_The task_. Return the part of the Xhemal Bushati passage that starts at "Albanian politician (1880–1941)" and ends at "and in 1920.", copied word for word.

_Extract_.
Albanian politician (1880–1941)

Xhemal Bushati (1880–1941) was an Albanian politician of the twentieth century.

==Life==
Xhemal Bushati was born Xhemal Shaqir Bushati in Shkodër, member of the Bushati family which ruled the Scutari Vilayet during the Ottoman Empire. He participated in two wars against the Montenegrin in Shkodër, during 1912–1913 and in 1920.

His first appearance as a politician was in 1913–1914 as an opponent of "Sejadi Milet" organization, a pro-Turkish anti-Independence movement powerful in Shkodra at that time. He was also an opponent of Essad Pasha and his pro-Serbian orientation. On 26 July 1916, the armies of Kingdom of Serbs, Croats and Slovenes without any warning attacked Shkodra area from the Montenegrin border side (Hani i Hotit). Bushati was elected as one of the civic resistance groups, operating in the area of Vraka.

(Dataset entries)
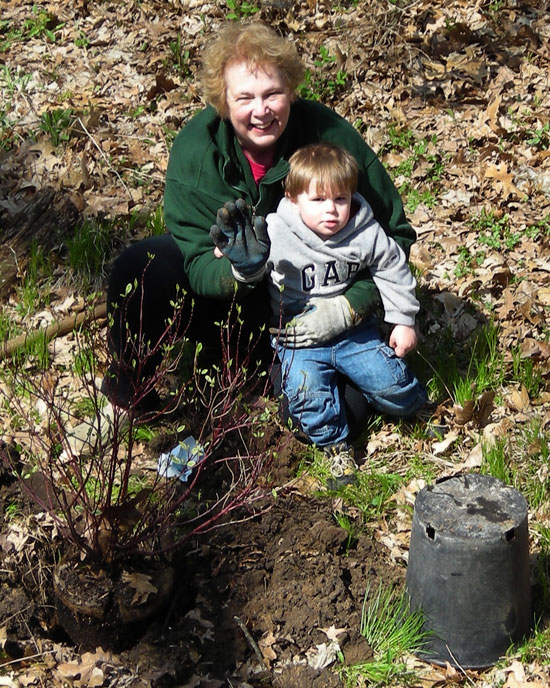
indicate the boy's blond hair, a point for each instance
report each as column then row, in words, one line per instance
column 332, row 167
column 255, row 45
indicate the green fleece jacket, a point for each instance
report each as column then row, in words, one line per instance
column 207, row 168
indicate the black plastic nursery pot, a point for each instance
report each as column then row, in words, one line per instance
column 468, row 569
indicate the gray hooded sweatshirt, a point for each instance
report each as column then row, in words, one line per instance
column 302, row 265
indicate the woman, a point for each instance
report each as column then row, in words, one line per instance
column 238, row 148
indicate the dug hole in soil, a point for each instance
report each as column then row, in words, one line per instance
column 266, row 601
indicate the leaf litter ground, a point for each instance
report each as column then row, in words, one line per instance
column 475, row 75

_Result of the task_.
Albanian politician (1880–1941)

Xhemal Bushati (1880–1941) was an Albanian politician of the twentieth century.

==Life==
Xhemal Bushati was born Xhemal Shaqir Bushati in Shkodër, member of the Bushati family which ruled the Scutari Vilayet during the Ottoman Empire. He participated in two wars against the Montenegrin in Shkodër, during 1912–1913 and in 1920.